- Data records:
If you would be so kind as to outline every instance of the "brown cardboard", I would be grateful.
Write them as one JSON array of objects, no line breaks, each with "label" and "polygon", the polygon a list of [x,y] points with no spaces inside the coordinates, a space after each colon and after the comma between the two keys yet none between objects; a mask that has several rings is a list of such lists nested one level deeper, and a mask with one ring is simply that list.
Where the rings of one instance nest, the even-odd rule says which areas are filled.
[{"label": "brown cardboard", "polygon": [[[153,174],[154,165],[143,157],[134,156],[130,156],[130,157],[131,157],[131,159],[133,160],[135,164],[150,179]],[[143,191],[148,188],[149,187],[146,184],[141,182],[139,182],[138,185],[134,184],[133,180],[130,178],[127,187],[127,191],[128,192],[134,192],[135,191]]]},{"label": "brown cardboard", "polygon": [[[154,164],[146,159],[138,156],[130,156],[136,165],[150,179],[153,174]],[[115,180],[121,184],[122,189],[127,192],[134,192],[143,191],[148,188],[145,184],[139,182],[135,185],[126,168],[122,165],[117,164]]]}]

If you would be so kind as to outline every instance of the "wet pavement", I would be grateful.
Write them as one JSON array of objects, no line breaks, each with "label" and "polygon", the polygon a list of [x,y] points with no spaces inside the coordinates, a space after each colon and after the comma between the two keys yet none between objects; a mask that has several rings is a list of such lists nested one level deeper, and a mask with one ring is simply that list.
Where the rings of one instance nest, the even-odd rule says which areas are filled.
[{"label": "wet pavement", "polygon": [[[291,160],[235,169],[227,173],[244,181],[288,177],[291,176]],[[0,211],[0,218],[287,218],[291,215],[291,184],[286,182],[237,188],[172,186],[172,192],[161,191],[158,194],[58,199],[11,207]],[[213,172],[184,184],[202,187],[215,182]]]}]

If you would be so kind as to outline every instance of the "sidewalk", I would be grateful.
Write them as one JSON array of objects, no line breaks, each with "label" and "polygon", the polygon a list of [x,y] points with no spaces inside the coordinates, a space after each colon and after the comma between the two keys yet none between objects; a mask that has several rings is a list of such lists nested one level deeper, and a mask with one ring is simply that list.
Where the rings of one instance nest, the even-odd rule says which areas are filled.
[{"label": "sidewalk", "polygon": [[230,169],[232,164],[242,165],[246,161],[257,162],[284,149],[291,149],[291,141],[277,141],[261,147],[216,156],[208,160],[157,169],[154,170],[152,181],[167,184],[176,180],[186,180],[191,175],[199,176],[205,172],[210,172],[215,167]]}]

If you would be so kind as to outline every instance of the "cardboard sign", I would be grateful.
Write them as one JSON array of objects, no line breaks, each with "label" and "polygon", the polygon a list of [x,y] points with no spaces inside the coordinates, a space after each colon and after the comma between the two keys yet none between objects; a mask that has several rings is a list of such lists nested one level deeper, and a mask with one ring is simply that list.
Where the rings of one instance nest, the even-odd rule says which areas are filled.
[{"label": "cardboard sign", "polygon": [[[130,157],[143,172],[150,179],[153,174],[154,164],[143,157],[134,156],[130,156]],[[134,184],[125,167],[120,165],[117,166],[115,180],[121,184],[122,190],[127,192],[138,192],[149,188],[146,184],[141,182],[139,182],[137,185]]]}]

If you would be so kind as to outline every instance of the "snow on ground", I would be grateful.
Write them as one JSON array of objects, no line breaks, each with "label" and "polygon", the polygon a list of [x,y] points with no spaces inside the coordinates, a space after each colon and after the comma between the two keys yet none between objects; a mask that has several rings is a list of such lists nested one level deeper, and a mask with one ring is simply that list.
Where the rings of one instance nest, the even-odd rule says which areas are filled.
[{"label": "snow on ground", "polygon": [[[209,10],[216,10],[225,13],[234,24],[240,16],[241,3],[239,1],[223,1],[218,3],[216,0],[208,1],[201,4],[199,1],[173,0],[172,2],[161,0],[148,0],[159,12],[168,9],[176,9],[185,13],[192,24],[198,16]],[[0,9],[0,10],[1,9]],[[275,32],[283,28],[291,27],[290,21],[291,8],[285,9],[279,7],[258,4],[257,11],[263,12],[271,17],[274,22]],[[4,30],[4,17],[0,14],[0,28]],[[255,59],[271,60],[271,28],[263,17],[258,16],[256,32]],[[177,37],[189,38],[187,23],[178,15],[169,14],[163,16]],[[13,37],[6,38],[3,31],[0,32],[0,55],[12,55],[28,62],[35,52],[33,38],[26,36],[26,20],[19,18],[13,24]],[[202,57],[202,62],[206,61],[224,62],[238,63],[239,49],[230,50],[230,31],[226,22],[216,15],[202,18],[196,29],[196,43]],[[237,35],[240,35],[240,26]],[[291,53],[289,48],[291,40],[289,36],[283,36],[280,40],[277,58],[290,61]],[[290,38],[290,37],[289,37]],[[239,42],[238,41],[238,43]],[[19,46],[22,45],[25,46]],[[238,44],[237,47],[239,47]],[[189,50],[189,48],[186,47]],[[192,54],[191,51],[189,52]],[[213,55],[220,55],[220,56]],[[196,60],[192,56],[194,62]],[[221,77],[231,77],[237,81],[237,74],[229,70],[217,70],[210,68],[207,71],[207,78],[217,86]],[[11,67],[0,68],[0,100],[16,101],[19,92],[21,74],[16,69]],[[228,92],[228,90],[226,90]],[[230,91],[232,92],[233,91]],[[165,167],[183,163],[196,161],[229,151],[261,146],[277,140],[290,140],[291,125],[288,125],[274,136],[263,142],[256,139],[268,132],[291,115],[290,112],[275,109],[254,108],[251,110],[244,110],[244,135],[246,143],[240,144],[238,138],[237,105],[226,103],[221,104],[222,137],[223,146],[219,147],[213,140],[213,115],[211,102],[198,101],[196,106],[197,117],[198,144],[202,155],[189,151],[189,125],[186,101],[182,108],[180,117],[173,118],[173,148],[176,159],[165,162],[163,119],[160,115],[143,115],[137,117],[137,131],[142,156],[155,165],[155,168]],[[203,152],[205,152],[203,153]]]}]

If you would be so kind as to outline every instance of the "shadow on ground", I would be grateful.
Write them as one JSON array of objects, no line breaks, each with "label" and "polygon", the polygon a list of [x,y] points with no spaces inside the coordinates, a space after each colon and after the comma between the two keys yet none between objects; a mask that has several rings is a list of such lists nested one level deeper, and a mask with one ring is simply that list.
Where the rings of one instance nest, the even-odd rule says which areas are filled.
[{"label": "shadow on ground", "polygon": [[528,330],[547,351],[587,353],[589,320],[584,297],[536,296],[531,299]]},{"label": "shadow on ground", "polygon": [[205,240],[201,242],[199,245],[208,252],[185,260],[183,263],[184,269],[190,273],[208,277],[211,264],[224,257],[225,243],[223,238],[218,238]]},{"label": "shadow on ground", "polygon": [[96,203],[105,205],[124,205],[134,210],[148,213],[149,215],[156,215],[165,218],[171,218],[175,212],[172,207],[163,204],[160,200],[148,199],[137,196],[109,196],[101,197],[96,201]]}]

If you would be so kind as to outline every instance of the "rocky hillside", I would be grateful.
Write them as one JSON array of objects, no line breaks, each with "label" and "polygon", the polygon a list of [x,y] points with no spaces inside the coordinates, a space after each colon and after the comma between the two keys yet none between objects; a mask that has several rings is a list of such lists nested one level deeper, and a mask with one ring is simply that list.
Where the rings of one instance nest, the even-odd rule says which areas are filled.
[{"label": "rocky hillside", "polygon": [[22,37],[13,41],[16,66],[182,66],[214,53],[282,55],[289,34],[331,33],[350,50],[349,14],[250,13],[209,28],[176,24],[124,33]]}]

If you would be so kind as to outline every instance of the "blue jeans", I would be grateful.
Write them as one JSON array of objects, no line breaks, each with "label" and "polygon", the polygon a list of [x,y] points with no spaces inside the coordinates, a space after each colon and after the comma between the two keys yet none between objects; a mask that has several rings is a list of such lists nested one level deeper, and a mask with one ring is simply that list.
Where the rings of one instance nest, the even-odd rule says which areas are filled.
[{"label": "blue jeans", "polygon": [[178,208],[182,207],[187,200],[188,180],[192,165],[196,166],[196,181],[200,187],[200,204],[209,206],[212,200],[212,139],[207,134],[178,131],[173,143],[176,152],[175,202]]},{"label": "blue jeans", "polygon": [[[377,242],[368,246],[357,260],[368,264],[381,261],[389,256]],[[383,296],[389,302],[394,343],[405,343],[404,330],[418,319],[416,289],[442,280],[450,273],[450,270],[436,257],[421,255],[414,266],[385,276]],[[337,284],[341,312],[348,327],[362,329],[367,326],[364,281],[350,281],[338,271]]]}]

- What you should do: Extract every line of the items above that contains the string "shadow", matching case exactly, and copy each such line in full.

- In response:
If you would be so kind as to outline every instance of the "shadow on ground", I would be grateful.
[{"label": "shadow on ground", "polygon": [[528,330],[547,351],[587,353],[589,320],[584,297],[536,296],[531,299]]},{"label": "shadow on ground", "polygon": [[205,240],[201,242],[199,245],[208,252],[185,260],[183,263],[184,269],[190,273],[208,277],[211,264],[224,257],[225,243],[223,238],[218,238]]},{"label": "shadow on ground", "polygon": [[96,203],[105,205],[124,205],[134,210],[148,213],[149,215],[156,215],[165,218],[171,218],[175,212],[172,207],[163,204],[160,200],[148,199],[137,196],[109,196],[101,197],[96,201]]}]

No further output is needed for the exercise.